■ TO BE DONE
Could you reproduce the data below line for line, changing nothing?

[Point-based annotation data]
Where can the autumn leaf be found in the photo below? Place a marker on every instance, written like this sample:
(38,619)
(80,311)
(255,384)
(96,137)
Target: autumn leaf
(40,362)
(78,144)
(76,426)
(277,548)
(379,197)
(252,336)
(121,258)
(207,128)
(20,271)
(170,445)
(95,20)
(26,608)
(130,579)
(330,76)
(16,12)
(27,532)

■ SOLUTION TO THE PROBLEM
Where can the autumn leaf be found in the photo below? Place a marker on every instance, written like this sample:
(38,619)
(80,311)
(255,384)
(96,137)
Target: autumn leaf
(40,362)
(78,144)
(76,426)
(277,548)
(379,197)
(252,336)
(121,258)
(207,128)
(20,271)
(170,445)
(95,20)
(26,608)
(130,579)
(330,76)
(16,12)
(27,532)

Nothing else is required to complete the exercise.